* [SET EXERCISE 1]: In the listing, edit the portion starting with the line containing "Please locate the leaf" and going on through the end of the listing: replace "photograph" with "image" everywhere in it and keep everything else unchanged.
--- begin DOCUMENT PASSAGE ---
Union Trust Company v. Cuff, No. Cv 91 0503489 (Jan. 26, 1993)

[EDITOR'S NOTE: This case is unpublished as indicated by the issuing court.] MEMORANDUM OF DECISION ON MOTION TO STRIKE On November 4, 1991 the plaintiff, Union Trust Company, filed a one count foreclosure action against CT Page 481 defendants, Steven and Mary Cuff. On July 16, 1992 the defendants filed an answer, along with a special defense and a set-off entitlement notification. In their special defense, the defendants allege that the plaintiff made loans to the defendants with the "full knowledge and understanding that no repayment on these debts could be made until certain building permits and zoning approvals were obtained. . . Thus, the plaintiff should now be estopped from attempting to collect on these debts where the requisite approvals and permits could not yet be obtained."

On July 31, 1992 the plaintiff filed a motion to strike the defendants' special defense, accompanied by a memorandum of law in support of the motion. The plaintiff argues that the defendants' special defense does not allege any valid special defense under General Statutes 42a-3-305 to an action on a promissory note. The plaintiff further argues that "a defendant cannot defend against liability on commercial paper by claiming that there is an oral agreement or condition that protects him or her, when proof of the oral agreement is barred by the parol evidence rule." (Plaintiff's memorandum, p. 4).

On August 12, 1992 the defendants filed a memorandum of law in opposition to the plaintiff's motion to strike, in which they argue that the plaintiff's motion is defective in that it fails to state with specificity the claimed legal insufficiency, and that the motion is improperly "speaking" because it imparts facts not alleged in the pleadings. The defendants further argue that their estoppel defense is a valid defense to a foreclosure action, because a foreclosure action is peculiarly equitable and the court in such an action may entertain all questions which are necessary to be determined in order that complete justice may be done between the parties.

The motion to strike challenges the legal sufficiency a pleading. Practice Book 152; Ferryman v. Groton, 212 Conn. 138, 142, 561 A.2d 432 (1989). The motion to strike admits all facts well pleaded. Id. "It does not admit legal conclusions or the truth or accuracy of opinions stated in the pleadings." (Emphasis in CT Page 482 original.) Mingachos v. CBS, Inc., 196 Conn. 91, 108,491 A.2d 368 (1985). "The allegations of the pleading involved are entitled to the same favorable construction a trier would be required to give in admitting evidence under them and if facts provable under its allegations would support a defense or a cause of action, the motion to strike must fail." (Citation omitted.) Id., 108-09. The court must "construe the . . . [contested pleading] in the manner most favorable to sustaining its legal sufficiency." Warner v. Konover, 210 Conn. 150, 152,553 A.2d 1138 (1989).

"In ruling on a motion to strike, the court is limited to the facts alleged in the [contested pleading];" Gordon v. Bridgeport Housing Authority,208 Conn. 161, 170, 544 A.2d 1185 (1988); and "cannot be aided by the assumption of any facts not therein alleged." Fraser v. Henninger, 173 Conn. 52, 60,376 A.2d 406 (1977). The trial court may consider only those grounds raised in the motion. Blancato v. Feldspar Corp., 203 Conn. 34, 44, 522 A.2d 1235 (1987).
--- end DOCUMENT PASSAGE ---
--- begin DATA LISTING ---
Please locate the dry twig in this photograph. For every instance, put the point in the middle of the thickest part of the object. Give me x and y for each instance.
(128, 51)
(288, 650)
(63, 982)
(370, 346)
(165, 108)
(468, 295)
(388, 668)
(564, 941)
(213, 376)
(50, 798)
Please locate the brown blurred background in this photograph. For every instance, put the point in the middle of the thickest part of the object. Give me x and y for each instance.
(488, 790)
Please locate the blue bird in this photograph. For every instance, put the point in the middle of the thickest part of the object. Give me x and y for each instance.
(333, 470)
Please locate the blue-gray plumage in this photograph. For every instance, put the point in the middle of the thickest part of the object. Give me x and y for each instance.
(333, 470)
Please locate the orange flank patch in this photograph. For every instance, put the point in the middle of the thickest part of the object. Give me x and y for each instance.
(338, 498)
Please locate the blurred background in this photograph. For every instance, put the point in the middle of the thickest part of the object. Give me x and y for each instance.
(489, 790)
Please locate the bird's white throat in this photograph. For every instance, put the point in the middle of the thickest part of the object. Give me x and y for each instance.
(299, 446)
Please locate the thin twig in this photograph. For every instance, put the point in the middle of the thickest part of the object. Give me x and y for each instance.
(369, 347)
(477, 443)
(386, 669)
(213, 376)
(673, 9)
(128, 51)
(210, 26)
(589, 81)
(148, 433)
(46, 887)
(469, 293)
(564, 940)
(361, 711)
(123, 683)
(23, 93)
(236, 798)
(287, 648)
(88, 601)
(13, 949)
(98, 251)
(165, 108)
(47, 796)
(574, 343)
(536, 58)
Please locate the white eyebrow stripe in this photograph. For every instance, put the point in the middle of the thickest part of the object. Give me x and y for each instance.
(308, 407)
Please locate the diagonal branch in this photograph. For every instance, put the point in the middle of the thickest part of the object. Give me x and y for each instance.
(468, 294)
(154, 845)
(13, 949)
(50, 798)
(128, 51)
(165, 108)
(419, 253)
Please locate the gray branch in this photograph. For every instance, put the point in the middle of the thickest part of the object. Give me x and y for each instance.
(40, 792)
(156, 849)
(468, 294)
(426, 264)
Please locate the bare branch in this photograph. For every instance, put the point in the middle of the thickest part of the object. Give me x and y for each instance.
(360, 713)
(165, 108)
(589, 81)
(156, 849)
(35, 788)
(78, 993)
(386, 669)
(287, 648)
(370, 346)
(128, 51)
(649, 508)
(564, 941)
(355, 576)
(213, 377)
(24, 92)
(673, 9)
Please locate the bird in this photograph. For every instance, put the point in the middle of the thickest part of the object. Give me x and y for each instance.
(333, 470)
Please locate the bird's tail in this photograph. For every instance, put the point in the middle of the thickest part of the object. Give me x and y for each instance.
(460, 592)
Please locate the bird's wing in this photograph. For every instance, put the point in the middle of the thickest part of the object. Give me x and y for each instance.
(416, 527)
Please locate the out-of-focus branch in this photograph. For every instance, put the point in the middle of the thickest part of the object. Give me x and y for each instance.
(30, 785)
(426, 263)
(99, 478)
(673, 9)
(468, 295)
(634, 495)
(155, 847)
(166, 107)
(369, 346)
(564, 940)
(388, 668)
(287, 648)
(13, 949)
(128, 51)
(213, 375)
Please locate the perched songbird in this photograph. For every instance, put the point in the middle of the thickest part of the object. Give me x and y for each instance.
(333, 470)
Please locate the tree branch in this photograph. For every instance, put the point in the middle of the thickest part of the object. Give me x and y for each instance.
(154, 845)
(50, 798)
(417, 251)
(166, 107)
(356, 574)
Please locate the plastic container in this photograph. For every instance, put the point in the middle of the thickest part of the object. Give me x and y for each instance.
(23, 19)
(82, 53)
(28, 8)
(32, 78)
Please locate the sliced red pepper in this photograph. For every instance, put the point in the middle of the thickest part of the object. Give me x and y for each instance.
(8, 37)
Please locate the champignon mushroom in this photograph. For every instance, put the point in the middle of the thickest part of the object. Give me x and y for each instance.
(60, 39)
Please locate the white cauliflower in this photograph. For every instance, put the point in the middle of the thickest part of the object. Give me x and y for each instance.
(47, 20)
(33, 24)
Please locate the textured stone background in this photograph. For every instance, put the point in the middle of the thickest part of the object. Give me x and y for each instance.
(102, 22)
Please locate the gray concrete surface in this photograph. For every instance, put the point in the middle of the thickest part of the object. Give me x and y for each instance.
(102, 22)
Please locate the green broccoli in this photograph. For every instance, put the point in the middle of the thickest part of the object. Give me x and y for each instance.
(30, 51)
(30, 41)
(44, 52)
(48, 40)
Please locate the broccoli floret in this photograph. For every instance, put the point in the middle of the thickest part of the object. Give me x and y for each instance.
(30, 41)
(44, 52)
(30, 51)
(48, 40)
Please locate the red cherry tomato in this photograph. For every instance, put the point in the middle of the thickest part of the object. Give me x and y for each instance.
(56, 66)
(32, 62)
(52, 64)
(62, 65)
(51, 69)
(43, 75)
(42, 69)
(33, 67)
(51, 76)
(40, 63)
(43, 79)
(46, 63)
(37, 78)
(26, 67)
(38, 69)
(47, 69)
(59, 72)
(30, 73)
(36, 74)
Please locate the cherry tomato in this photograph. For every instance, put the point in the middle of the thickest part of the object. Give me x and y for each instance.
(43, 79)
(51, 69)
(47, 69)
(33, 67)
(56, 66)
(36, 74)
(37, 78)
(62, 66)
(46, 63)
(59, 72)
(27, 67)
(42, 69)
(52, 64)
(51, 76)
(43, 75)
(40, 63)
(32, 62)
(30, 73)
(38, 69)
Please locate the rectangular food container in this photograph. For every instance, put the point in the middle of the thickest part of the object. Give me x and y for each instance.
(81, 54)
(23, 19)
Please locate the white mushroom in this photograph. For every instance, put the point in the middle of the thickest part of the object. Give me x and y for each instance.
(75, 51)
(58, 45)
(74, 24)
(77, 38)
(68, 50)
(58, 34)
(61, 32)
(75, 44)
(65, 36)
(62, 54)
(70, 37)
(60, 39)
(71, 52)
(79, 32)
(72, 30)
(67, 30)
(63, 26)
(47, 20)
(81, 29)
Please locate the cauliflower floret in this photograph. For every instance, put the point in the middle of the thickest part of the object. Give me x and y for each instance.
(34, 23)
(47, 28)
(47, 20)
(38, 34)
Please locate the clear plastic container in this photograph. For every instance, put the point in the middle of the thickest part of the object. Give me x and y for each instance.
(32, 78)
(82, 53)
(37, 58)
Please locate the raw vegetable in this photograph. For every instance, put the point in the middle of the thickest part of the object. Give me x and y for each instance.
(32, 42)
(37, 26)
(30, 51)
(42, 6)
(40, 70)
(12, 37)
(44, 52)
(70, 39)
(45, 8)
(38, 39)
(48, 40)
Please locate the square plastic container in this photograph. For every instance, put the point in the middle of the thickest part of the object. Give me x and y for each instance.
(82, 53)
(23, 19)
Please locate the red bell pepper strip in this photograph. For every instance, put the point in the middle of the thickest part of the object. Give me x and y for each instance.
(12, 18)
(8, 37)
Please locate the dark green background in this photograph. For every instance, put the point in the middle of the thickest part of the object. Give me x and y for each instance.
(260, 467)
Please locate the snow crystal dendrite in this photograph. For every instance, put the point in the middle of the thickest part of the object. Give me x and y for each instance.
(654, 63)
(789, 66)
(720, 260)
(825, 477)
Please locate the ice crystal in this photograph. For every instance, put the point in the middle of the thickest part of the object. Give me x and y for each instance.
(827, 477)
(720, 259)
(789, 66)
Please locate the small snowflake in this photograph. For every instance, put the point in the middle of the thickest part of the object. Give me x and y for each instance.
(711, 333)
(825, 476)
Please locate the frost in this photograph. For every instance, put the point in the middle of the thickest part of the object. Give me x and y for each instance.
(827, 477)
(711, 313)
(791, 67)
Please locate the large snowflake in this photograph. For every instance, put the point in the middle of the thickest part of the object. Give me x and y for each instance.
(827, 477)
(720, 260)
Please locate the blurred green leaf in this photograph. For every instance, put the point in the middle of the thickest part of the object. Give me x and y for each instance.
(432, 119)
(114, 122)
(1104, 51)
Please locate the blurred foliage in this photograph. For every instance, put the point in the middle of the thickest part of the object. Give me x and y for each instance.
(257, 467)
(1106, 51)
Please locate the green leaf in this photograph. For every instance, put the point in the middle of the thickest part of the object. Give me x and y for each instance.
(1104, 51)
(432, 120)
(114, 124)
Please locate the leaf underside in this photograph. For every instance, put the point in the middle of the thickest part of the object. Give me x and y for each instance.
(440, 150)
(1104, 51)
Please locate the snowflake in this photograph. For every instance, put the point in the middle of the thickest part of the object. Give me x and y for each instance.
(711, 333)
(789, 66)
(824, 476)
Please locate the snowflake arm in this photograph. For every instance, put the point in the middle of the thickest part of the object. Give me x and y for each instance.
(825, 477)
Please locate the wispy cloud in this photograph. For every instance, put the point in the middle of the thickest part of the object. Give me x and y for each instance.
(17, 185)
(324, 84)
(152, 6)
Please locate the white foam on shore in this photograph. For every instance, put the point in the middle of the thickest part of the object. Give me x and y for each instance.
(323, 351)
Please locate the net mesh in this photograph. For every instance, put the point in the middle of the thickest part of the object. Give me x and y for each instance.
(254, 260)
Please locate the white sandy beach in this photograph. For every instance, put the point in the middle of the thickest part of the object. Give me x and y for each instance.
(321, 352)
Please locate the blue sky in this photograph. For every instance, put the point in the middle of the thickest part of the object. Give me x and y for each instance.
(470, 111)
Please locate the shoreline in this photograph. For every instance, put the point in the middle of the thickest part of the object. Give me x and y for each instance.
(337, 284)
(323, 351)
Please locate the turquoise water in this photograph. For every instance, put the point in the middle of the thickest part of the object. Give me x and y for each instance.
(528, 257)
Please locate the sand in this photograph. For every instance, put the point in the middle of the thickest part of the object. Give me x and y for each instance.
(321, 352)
--- end DATA LISTING ---
* [SET EXERCISE 2]:
Answer these questions about the foreclosure decision:
(a) On what date did Union Trust Company file its foreclosure action?
(b) On what date did the plaintiff file its motion to strike?
(c) Which Practice Book section is cited for the rule that a motion to strike challenges a pleading's legal sufficiency?

* [WRITTEN REPLY 1]:
Please locate the leaf underside in this image. For every instance, put the point in the middle of the thickest part of the object. Give me x and y for each instance.
(440, 150)
(1104, 51)
Please locate the snowflake in this image. For every instance, put the point in the middle of the thickest part of the object. Give me x and y for each instance.
(711, 333)
(789, 66)
(824, 476)
Please locate the snowflake arm in this image. For every instance, put the point in the middle of the thickest part of the object. Give me x and y for each instance.
(825, 477)
Please locate the wispy cloud in this image. For every instance, put the point in the middle of the thickest part of the object. Give me x and y for each instance.
(17, 185)
(324, 84)
(152, 6)
Please locate the white foam on shore in this image. For every instance, put the point in the middle of the thickest part of the object. Give me x and y for each instance.
(323, 351)
Please locate the net mesh in this image. For every instance, put the point in the middle of the thickest part of the object. Give me x and y for each instance.
(254, 260)
Please locate the white sandy beach in this image. For every instance, put the point in the middle of the thickest part of the object. Give me x and y for each instance.
(321, 352)
Please locate the blue sky in this image. For every instance, put the point in the middle of the thickest part of the object. Give me x and y for each instance.
(470, 111)
Please locate the shoreline in this image. For every instance, put the point in the middle of the thickest part of the object. Give me x and y for each instance.
(337, 284)
(323, 351)
Please locate the turquoise water in this image. For every instance, put the point in the middle of the thickest part of the object. Give me x and y for each instance.
(528, 257)
Please locate the sand in this image. For every instance, put the point in the middle of the thickest part of the object. Give me x and y for each instance.
(321, 352)

* [WRITTEN REPLY 2]:
(a) November 4, 1991
(b) July 31, 1992
(c) Practice Book 152